## 取り組む課題
**a.** 象印のSDGs紹介記事のうち、「その品質は国内外で高く評価さ」で始まり「であることを目指しています。」まで続く部分を一字一句変えずに書き出してください。
**b.** 象印のSDGs紹介記事にある次の一文を英語に訳してください。「象印マホービン株式会社は、水筒や炊飯ジャーなどの家庭用品の開発・製造・販売を行っている日本を代表する企業です。」

----- 出典文書

ESG

【SDGs会社見学】象印マホービン株式会社のSDGsの取り組みを紹介|前編

象印マホービン株式会社は、水筒や炊飯ジャーなどの家庭用品の開発・製造・販売を行っている日本を代表する企業です。

「暮らしをつくる」という企業理念に基づき、創業以来、お客様の生活に密着した企業活動を展開し、SDGsの取り組みにも力を入れています。

今回は、GREEN NOTEアンバサダーの難波遥さんと象印マホービン株式会社の本社へ訪問し、SDGsの取り組みについてお話を伺いました。

その内容を前編と後編に分けてお届けします。

象印マホービン株式会社の概要

出典:https://www.zojirushi.co.jp/

ガラスマホービンの中びん製造からスタートした象印マホービン株式会社(以下、象印)は、水筒や炊飯ジャー、電気ポットなど調理家電製品を中心に、生活家電製品、リビング製品などの製造・販売を行っています。

その品質は国内外で高く評価されており、お客様のニーズへ柔軟に対応する新たな商品開発や既存製品の改良を進めています。

SDGsへの取り組みとして、「責任を果たす」「期待に応える」の2つのCSR基本方針を設定し、企業として必要不可欠な活動を遂行しつつ、象印らしさを発揮し、社会から必要とされる企業であることを目指しています。

そこで象印では、

・環境(サステナブルな社会の実現と環境負荷低減に向けた行動)

・食と健康(食文化の大切さや食べることの楽しさの発信)

・教育(未来を担う子どもたちに学びを提供)

を軸とした社会貢献活動を行っています。

象印マホービン株式会社を訪問

左から難波遥さん、栗栖美和さん、美馬本紘子さん

GREEN NOTEアンバサダー難波遥さんと大阪市北区天満にある象印本社を訪問。

新事業開発室長の岩本雄平さん

新事業開発室の栗栖美和さん

広報部の美馬本紘子さん

のお三方に、象印の「環境・食と健康・教育」を軸とした、下記SDGsの取り組みについての概要、課題や想い、今後の展望などを伺いました。

・ごはんで作った除菌ウエットティッシュ【環境】

・ずっと、マイボトルと。【環境】

・ライスマイル【食と健康】

・ZOJIRUSHIユメセンサーキット【教育】

・OSKと踊ろう!Dream on a Dance【教育】

本編では、【環境】を軸とした2つの取り組みについて紹介します。

【食と健康】【教育】を軸とした取り組みについては後編で紹介しています。

----------
----- データセットの記録

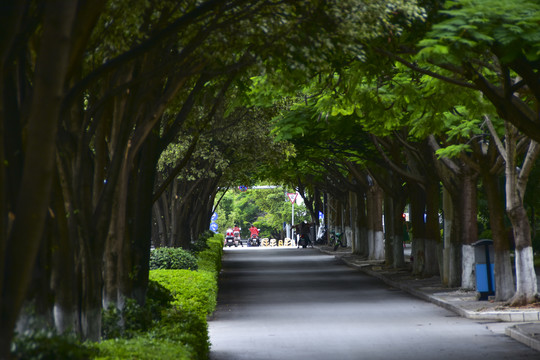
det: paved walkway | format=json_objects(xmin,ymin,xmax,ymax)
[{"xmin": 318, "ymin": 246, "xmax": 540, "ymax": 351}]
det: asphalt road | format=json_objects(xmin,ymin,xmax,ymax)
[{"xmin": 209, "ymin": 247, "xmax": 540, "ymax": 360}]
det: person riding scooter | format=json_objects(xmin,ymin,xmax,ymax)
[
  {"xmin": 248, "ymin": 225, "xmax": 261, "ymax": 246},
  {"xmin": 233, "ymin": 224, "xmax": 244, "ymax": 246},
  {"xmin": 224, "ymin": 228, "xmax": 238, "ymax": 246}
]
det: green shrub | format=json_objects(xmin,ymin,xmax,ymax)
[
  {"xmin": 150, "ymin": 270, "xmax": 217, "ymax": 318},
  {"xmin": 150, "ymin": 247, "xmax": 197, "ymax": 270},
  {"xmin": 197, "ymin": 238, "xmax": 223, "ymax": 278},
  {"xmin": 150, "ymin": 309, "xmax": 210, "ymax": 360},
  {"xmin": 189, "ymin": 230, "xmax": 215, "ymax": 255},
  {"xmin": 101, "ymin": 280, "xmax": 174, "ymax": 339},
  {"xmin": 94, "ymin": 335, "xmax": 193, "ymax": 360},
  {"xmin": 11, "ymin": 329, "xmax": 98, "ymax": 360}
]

----------

## 課題別の解答
**a.**
その品質は国内外で高く評価されており、お客様のニーズへ柔軟に対応する新たな商品開発や既存製品の改良を進めています。

SDGsへの取り組みとして、「責任を果たす」「期待に応える」の2つのCSR基本方針を設定し、企業として必要不可欠な活動を遂行しつつ、象印らしさを発揮し、社会から必要とされる企業であることを目指しています。

**b.** Zojirushi Mahobin Co., Ltd. is a leading Japanese company that develops, manufactures, and sells household products such as water bottles and rice cookers.